- WORK INSTRUCTIONS -
Could you retype the records word for word but without any pictures?

- STORED DATA -
------------------------------------------------

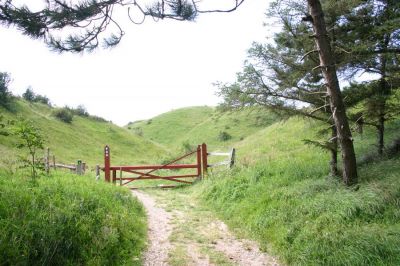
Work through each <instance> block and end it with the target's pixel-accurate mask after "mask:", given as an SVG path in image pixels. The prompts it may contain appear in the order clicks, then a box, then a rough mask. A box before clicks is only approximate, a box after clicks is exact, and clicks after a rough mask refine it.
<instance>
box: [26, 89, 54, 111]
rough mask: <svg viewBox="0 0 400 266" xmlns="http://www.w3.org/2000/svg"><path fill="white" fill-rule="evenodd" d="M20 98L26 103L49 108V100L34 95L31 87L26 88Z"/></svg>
mask: <svg viewBox="0 0 400 266" xmlns="http://www.w3.org/2000/svg"><path fill="white" fill-rule="evenodd" d="M22 98H24V99H25V100H26V101H28V102H36V103H42V104H45V105H48V106H51V102H50V99H49V98H47V97H46V96H43V95H40V94H36V93H35V92H33V90H32V87H30V86H29V87H28V88H27V89H26V91H25V92H24V93H23V94H22Z"/></svg>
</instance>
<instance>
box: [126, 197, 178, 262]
mask: <svg viewBox="0 0 400 266" xmlns="http://www.w3.org/2000/svg"><path fill="white" fill-rule="evenodd" d="M132 193H133V194H134V195H135V196H136V197H137V198H138V199H139V200H140V201H141V202H142V203H143V205H144V207H145V208H146V211H147V215H148V241H149V245H148V249H147V251H146V253H145V254H144V265H146V266H150V265H151V266H156V265H160V266H161V265H168V252H169V249H170V248H171V244H170V243H169V241H168V238H169V236H170V234H171V232H172V227H171V225H170V223H169V221H170V219H171V216H170V214H169V213H167V212H166V211H165V210H164V209H162V208H159V207H157V206H156V202H155V201H154V199H153V198H152V197H150V196H149V195H147V194H144V193H142V192H139V191H136V190H135V191H133V192H132Z"/></svg>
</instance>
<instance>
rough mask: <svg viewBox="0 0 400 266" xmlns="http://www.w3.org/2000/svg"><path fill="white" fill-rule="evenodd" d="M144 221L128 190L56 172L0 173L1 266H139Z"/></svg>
mask: <svg viewBox="0 0 400 266" xmlns="http://www.w3.org/2000/svg"><path fill="white" fill-rule="evenodd" d="M146 231H147V227H146V217H145V212H144V210H143V208H142V205H141V204H140V203H138V202H137V200H136V199H134V198H133V197H132V196H131V193H130V191H128V190H127V189H123V188H118V187H115V186H111V185H109V184H105V183H103V182H95V181H94V180H93V179H88V178H87V177H82V176H76V175H70V174H60V173H56V174H54V175H52V176H50V177H42V178H40V179H38V180H37V182H32V181H30V180H27V179H25V178H22V177H15V176H11V175H9V174H6V173H4V172H0V262H1V263H0V264H1V265H140V264H141V261H140V260H141V259H140V256H141V252H142V250H143V249H144V247H145V241H146Z"/></svg>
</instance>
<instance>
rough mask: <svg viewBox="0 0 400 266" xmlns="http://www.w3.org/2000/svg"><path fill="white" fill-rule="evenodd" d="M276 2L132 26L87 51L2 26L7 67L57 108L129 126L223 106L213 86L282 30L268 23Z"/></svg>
mask: <svg viewBox="0 0 400 266" xmlns="http://www.w3.org/2000/svg"><path fill="white" fill-rule="evenodd" d="M37 1H39V0H37ZM205 1H215V0H205ZM268 3H269V1H265V0H264V1H261V0H246V1H245V2H244V3H243V5H242V6H241V7H240V8H239V9H238V10H237V11H235V12H233V13H227V14H226V13H224V14H203V15H200V16H199V18H198V19H197V21H196V22H178V21H171V20H164V21H160V22H157V23H155V22H154V21H153V20H152V19H151V18H147V19H146V21H145V23H144V24H142V25H135V24H131V23H130V24H124V25H123V28H124V31H125V32H126V35H125V36H124V38H123V39H122V42H121V43H120V44H119V45H118V46H117V47H116V48H114V49H112V50H102V49H99V50H97V51H96V52H94V53H90V54H83V55H79V54H67V53H65V54H61V55H60V54H58V53H54V52H51V51H50V50H49V49H48V48H47V47H46V45H45V44H44V43H43V42H41V41H40V40H31V39H29V38H28V37H26V36H23V35H22V34H21V33H20V32H18V31H17V30H15V29H13V28H5V27H0V38H1V49H0V71H5V72H9V73H10V74H11V76H12V78H13V83H12V84H11V86H10V87H11V91H12V92H13V93H14V94H18V95H21V94H22V93H23V92H24V91H25V90H26V88H27V87H28V86H32V88H33V90H34V92H36V93H38V94H42V95H46V96H47V97H49V98H50V100H51V102H52V103H53V104H55V105H57V106H64V105H69V106H73V107H76V106H77V105H79V104H83V105H84V106H85V107H86V109H87V110H88V112H89V113H90V114H94V115H98V116H101V117H104V118H105V119H107V120H112V121H113V122H114V123H116V124H118V125H121V126H122V125H125V124H127V123H128V122H129V121H135V120H140V119H148V118H151V117H153V116H155V115H158V114H160V113H163V112H167V111H170V110H172V109H176V108H180V107H185V106H195V105H216V104H217V103H218V102H219V99H218V98H217V97H216V96H215V89H216V88H215V87H213V86H212V83H213V82H215V81H223V82H230V81H233V80H234V79H235V73H236V72H238V71H240V70H241V68H242V64H243V61H244V60H245V57H246V51H247V49H248V48H250V46H251V43H252V42H253V41H263V40H265V38H266V36H268V35H271V33H272V31H273V30H276V29H271V28H266V27H264V26H263V22H265V21H266V18H265V15H264V13H265V11H266V10H267V7H268ZM122 16H126V14H122Z"/></svg>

------------------------------------------------

- THE COMPLETED TASK -
Work through each <instance> block and end it with the target's pixel-accurate mask after "mask:", given as an SVG path in image pixels. The prompts it may contain appear in the order clicks, then a box, then a rough mask. A box before clicks is only approximate, a box after clicks is exact, and clicks after a rough mask refine it.
<instance>
box: [26, 89, 54, 111]
rough mask: <svg viewBox="0 0 400 266" xmlns="http://www.w3.org/2000/svg"><path fill="white" fill-rule="evenodd" d="M20 98L26 103L49 108V100L34 95L31 87L26 88Z"/></svg>
mask: <svg viewBox="0 0 400 266" xmlns="http://www.w3.org/2000/svg"><path fill="white" fill-rule="evenodd" d="M22 98H24V99H25V100H26V101H28V102H36V103H42V104H45V105H48V106H51V102H50V99H49V98H47V97H46V96H43V95H40V94H36V93H35V92H33V90H32V87H30V86H29V87H28V88H27V89H26V91H25V92H24V93H23V94H22Z"/></svg>
</instance>
<instance>
box: [126, 197, 178, 262]
mask: <svg viewBox="0 0 400 266" xmlns="http://www.w3.org/2000/svg"><path fill="white" fill-rule="evenodd" d="M132 193H133V194H134V195H135V196H136V197H137V198H138V199H139V200H140V201H141V202H142V203H143V205H144V207H145V208H146V211H147V215H148V241H149V245H148V249H147V251H146V253H145V254H144V265H146V266H150V265H151V266H156V265H160V266H161V265H168V252H169V249H170V248H171V244H170V243H169V241H168V238H169V236H170V234H171V232H172V227H171V225H170V223H169V221H170V219H171V216H170V214H169V213H167V212H166V211H165V210H164V209H162V208H159V207H157V206H156V202H155V201H154V199H153V198H152V197H150V196H149V195H147V194H144V193H142V192H139V191H136V190H135V191H133V192H132Z"/></svg>
</instance>
<instance>
rough mask: <svg viewBox="0 0 400 266" xmlns="http://www.w3.org/2000/svg"><path fill="white" fill-rule="evenodd" d="M144 221L128 190L56 172L0 173L1 266H139Z"/></svg>
mask: <svg viewBox="0 0 400 266" xmlns="http://www.w3.org/2000/svg"><path fill="white" fill-rule="evenodd" d="M146 231H147V227H146V217H145V212H144V210H143V208H142V205H141V204H140V203H138V202H137V200H136V199H134V198H133V197H132V196H131V193H130V191H128V190H127V189H123V188H118V187H115V186H111V185H109V184H105V183H103V182H95V181H94V180H93V179H88V178H87V177H82V176H76V175H70V174H60V173H56V174H54V175H52V176H50V177H42V178H40V179H38V180H37V182H32V181H30V180H27V179H25V178H22V177H15V176H11V175H9V174H6V173H4V172H0V262H1V263H0V264H1V265H140V264H141V261H140V260H141V259H140V256H141V252H142V250H143V249H144V247H145V241H146Z"/></svg>
</instance>
<instance>
rough mask: <svg viewBox="0 0 400 266" xmlns="http://www.w3.org/2000/svg"><path fill="white" fill-rule="evenodd" d="M276 2L132 26L87 51L2 26L7 67L57 108L129 126L223 106L213 86L282 30L268 23Z"/></svg>
mask: <svg viewBox="0 0 400 266" xmlns="http://www.w3.org/2000/svg"><path fill="white" fill-rule="evenodd" d="M37 1H39V0H37ZM205 1H215V0H205ZM268 3H269V1H265V0H264V1H261V0H246V1H245V2H244V3H243V5H242V6H241V7H240V8H239V9H238V10H237V11H235V12H233V13H227V14H226V13H224V14H203V15H200V16H199V18H198V19H197V21H196V22H178V21H171V20H164V21H160V22H157V23H155V22H154V21H153V20H152V19H151V18H147V19H146V21H145V23H144V24H142V25H135V24H131V23H130V24H124V25H123V28H124V31H125V32H126V35H125V36H124V38H123V39H122V42H121V43H120V44H119V45H118V46H117V47H116V48H114V49H112V50H102V49H99V50H97V51H96V52H94V53H90V54H83V55H79V54H67V53H65V54H61V55H60V54H58V53H54V52H51V51H50V50H49V49H48V48H47V47H46V45H45V44H44V43H43V42H41V41H40V40H31V39H29V38H28V37H26V36H23V35H22V34H21V33H20V32H18V31H17V30H15V29H13V28H5V27H0V38H1V49H0V71H5V72H9V73H10V74H11V76H12V78H13V83H12V84H11V86H10V87H11V91H12V92H13V93H14V94H18V95H21V94H22V93H23V92H24V91H25V90H26V88H27V87H28V86H32V88H33V90H34V92H36V93H38V94H42V95H46V96H47V97H49V98H50V100H51V102H52V103H53V104H55V105H57V106H64V105H69V106H73V107H76V106H77V105H79V104H83V105H84V106H85V107H86V109H87V110H88V112H89V113H90V114H94V115H98V116H101V117H104V118H105V119H107V120H112V121H113V122H114V123H116V124H118V125H121V126H122V125H125V124H127V123H128V122H129V121H135V120H140V119H148V118H151V117H153V116H155V115H158V114H160V113H163V112H167V111H170V110H172V109H176V108H180V107H185V106H195V105H216V104H217V103H218V102H219V99H218V98H217V97H216V96H215V89H216V88H215V87H213V86H212V83H213V82H215V81H223V82H230V81H233V80H234V79H235V73H236V72H238V71H240V70H241V68H242V64H243V61H244V60H245V57H246V51H247V49H248V48H250V46H251V43H252V42H253V41H263V40H265V38H266V36H268V35H271V33H272V31H273V30H276V29H271V28H266V27H264V26H263V22H265V21H266V18H265V15H264V13H265V11H266V10H267V7H268ZM122 16H126V14H122Z"/></svg>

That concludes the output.